Start of Records provided
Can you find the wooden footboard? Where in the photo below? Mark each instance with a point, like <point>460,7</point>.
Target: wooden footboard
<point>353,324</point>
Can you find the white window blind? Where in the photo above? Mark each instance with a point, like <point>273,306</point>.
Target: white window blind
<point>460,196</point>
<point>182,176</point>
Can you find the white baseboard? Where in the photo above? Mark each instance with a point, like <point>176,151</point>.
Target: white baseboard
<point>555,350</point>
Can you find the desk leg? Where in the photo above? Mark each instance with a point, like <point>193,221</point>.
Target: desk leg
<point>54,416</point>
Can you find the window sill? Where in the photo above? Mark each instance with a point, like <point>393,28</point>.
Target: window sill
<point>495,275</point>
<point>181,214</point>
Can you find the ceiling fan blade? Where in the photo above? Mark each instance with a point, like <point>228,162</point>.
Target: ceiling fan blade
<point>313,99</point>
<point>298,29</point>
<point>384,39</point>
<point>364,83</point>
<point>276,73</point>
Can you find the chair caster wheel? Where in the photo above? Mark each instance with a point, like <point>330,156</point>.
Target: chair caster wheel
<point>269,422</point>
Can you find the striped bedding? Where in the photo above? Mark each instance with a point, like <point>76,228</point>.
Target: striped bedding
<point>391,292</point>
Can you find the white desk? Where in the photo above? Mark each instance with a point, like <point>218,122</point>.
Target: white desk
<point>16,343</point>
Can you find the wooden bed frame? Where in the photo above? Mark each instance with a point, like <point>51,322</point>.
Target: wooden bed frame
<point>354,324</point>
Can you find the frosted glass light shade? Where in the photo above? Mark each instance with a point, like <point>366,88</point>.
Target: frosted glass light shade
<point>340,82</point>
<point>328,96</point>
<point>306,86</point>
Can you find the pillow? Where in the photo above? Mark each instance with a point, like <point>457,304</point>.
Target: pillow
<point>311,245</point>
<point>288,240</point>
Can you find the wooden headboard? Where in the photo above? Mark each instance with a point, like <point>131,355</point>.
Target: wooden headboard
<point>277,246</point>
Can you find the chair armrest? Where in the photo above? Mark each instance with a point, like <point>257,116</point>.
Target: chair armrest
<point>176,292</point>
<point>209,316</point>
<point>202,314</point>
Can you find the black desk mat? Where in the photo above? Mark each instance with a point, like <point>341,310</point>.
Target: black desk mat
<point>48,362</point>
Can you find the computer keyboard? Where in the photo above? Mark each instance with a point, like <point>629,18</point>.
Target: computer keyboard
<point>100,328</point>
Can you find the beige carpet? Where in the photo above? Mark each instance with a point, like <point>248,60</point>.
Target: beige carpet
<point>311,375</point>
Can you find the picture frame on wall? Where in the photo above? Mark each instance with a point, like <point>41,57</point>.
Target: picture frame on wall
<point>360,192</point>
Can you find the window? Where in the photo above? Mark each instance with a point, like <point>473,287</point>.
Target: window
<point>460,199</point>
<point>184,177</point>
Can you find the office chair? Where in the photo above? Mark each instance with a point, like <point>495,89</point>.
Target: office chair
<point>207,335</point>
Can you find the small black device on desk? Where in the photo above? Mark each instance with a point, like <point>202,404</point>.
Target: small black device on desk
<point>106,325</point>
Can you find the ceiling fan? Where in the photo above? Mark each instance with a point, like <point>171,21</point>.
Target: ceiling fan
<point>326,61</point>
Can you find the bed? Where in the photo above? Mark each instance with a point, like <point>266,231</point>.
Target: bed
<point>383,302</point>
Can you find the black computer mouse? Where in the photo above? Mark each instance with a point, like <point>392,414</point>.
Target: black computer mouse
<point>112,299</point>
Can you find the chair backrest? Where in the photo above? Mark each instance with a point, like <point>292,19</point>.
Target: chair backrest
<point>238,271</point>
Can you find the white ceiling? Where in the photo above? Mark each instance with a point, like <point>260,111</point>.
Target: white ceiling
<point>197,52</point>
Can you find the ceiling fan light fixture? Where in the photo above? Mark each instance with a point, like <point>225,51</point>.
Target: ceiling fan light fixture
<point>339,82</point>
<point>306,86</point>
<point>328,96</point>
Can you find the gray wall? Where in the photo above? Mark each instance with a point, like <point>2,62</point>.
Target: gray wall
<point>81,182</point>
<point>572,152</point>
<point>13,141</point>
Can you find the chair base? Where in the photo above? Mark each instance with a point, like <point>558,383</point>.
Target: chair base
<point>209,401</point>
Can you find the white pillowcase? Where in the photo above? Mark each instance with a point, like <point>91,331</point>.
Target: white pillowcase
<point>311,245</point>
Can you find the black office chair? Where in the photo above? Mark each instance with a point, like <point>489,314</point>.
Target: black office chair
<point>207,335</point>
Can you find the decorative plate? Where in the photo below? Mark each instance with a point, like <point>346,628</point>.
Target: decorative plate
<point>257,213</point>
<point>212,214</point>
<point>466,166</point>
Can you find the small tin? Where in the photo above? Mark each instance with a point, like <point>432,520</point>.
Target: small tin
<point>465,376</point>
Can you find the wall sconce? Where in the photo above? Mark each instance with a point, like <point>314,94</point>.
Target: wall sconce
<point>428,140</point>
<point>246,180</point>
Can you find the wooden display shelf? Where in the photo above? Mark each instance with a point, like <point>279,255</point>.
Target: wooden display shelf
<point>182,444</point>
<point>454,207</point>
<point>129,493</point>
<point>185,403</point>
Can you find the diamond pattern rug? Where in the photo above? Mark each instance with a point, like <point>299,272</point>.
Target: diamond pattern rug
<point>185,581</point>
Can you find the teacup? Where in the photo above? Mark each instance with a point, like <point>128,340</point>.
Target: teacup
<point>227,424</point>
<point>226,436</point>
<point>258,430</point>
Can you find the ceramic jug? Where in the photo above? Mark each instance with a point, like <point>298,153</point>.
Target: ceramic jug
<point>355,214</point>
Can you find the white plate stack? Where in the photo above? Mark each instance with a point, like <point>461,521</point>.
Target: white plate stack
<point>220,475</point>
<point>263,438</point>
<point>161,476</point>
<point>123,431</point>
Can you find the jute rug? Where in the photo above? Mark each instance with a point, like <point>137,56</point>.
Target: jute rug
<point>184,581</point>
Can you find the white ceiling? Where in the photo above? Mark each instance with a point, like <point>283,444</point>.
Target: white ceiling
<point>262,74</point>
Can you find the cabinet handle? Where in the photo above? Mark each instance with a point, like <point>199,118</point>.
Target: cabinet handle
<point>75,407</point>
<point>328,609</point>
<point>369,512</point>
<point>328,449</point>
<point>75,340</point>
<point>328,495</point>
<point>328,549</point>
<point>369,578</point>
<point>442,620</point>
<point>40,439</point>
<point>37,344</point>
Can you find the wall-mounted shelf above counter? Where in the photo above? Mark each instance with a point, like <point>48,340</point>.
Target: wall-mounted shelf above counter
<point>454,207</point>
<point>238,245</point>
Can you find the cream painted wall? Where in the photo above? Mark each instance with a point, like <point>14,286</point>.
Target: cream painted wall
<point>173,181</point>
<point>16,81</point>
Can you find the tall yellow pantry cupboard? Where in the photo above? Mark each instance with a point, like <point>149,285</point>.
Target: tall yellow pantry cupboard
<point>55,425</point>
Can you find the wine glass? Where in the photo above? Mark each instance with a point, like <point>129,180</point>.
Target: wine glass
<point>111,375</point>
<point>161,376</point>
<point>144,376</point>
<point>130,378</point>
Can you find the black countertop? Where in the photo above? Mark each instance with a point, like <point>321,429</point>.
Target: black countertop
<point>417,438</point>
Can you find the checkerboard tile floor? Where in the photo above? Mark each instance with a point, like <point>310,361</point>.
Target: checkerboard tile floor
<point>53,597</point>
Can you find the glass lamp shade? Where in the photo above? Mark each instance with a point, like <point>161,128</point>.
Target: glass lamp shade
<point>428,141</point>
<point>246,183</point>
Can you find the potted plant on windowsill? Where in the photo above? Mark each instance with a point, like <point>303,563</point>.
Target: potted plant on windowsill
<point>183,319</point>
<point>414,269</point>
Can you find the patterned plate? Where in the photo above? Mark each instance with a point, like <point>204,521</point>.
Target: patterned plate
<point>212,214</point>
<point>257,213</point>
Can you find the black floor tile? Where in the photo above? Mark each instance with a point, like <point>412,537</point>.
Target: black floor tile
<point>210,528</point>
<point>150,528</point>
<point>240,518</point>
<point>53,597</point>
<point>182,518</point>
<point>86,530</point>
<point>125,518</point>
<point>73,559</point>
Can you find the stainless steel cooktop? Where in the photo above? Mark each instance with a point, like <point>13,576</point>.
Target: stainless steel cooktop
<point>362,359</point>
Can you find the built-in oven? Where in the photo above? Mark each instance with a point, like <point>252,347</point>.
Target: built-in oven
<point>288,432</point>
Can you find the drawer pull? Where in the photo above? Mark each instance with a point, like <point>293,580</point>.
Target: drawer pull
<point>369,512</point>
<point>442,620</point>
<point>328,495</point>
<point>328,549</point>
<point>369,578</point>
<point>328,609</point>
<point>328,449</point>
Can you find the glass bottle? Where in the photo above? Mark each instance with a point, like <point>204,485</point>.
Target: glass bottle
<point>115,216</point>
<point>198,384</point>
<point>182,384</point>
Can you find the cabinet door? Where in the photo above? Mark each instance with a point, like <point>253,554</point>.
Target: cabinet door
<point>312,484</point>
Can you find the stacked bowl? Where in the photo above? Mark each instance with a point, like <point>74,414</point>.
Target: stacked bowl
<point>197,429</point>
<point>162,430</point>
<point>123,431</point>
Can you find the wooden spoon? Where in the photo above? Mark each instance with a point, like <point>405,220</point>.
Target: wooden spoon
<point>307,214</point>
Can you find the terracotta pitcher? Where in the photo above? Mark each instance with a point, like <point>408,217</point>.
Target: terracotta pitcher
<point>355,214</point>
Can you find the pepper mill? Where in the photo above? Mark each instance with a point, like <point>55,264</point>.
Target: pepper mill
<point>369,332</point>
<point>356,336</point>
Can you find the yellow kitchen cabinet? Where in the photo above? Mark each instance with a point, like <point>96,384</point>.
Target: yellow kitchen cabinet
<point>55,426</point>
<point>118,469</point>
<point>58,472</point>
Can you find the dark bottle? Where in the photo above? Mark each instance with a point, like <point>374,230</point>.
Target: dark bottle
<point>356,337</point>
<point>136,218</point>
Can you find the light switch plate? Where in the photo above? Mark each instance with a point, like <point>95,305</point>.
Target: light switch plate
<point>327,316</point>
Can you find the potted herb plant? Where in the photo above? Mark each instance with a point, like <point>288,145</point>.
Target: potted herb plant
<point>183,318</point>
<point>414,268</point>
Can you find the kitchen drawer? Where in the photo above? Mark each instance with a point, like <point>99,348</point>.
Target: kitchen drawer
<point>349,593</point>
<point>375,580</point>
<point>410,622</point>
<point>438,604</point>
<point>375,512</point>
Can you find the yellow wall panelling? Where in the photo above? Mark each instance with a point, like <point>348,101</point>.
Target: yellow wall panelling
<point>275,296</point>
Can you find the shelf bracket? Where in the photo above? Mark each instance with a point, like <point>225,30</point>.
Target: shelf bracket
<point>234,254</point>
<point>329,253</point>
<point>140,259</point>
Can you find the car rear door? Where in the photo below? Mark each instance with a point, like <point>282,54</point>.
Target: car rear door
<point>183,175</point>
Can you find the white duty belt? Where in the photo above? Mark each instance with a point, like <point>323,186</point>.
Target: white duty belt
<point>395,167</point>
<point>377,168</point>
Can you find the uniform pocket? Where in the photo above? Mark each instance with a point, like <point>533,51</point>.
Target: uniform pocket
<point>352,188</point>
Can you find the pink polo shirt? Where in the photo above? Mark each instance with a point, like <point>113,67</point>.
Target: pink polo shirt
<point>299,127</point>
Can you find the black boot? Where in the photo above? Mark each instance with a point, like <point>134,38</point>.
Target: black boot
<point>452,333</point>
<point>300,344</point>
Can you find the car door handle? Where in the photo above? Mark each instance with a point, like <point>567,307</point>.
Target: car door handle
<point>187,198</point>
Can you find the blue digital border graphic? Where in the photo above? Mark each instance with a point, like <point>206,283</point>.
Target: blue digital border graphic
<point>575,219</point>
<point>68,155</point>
End of Records provided
To be done →
Give back, exactly as written, the lines from the one with "Can you find the black boot?" to the last line.

Response to the exercise →
Can you find the black boot? Where in the photo above? Mark each instance with a point, like <point>134,38</point>.
Target: black boot
<point>452,333</point>
<point>300,344</point>
Can you find the car door handle? Where in the photo above? Mark each instance with a point, like <point>567,307</point>.
Target: car door handle
<point>187,198</point>
Can you find the blue digital border graphic? Where in the photo above? Mark each instance with a point, like <point>206,283</point>.
Target: blue digital border graphic
<point>575,219</point>
<point>68,155</point>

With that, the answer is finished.